DOCUMENT:
Dear Jean-Paul,

On Wednesday, July 10, 2024 at 10:42:57 PM UTC+2 Jean-Paul Pelteret wrote:

Hi Nik,

> My question is: for boundary_worker. What am I missing that the 
calculated residual contributions
don’t show up in the global RHS of the system?

I think that I might have an idea as to what's going on here. I feel that 
the problem likely lies with what these linesVector<double> &cell_rhs = 
copy_data.cell_rhs;
... ad_helper.compute_residual(cell_rhs); 
do in unison, versus the
copy_data.cell_rhs(i) += 
that you have in the hand written assembly code. Normally you'd be 
accumulating into the cell RHS/matrix (as you've demonstrated), but the 
compute_residual/linearization functions don't do this. Instead, they 
overwrite the local matrix/vector (although its a little deep into the AD 
framework, you can see this here 
https://github.com/dealii/dealii/blob/master/source/differentiation/ad/ad_drivers.cc#L1836-L1854).
 
This is incompatible with the meshloop() framework as it reuses the same 
local matrices and vectors on a cell and its faces before scattering their 
contributions to the global linear system. 


This is exactly what was happening! 


What you could do as a workaround is to simply create an intermediate local 
matrix and RHS vector in each of the workers, have the ADHelper write into 
those, and then accumulate the result into the data structures in copy_data.


Yes, as a workaround, I did create an intermediate local matrix called 
local_cell_matrix and RHS vector called local_rhs that then does something 
like this. This seems to fix the problem. 
Thank you very much.

// compute residual and linearization on the local matrix and vector
            ad_helper.register_residual_vector(residual_ad);
            ad_helper.compute_residual(local_rhs);
            local_rhs *= -1.0;
            ad_helper.compute_linearization(local_cell_matrix);

            // add contributions from local matrix and vector to copy object
            for (int i = 0; i < fe_iv.dof_indices().size(); i++)
            {
                for (int j = 0; j < fe_iv.dof_indices().size(); j++)

EXERCISE DIRECTIONS:
Return the part of the email from "What you could" to "structures in copy_data.", copied word for word.

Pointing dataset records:
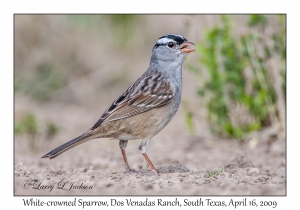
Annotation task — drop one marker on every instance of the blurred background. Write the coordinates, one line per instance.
(69, 68)
(64, 64)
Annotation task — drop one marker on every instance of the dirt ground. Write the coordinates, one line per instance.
(188, 165)
(199, 165)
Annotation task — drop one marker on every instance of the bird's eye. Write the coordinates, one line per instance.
(171, 44)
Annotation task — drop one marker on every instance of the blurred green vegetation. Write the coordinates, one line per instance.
(55, 60)
(239, 94)
(28, 126)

RESULT OF THE EXERCISE:
What you could do as a workaround is to simply create an intermediate local 
matrix and RHS vector in each of the workers, have the ADHelper write into 
those, and then accumulate the result into the data structures in copy_data.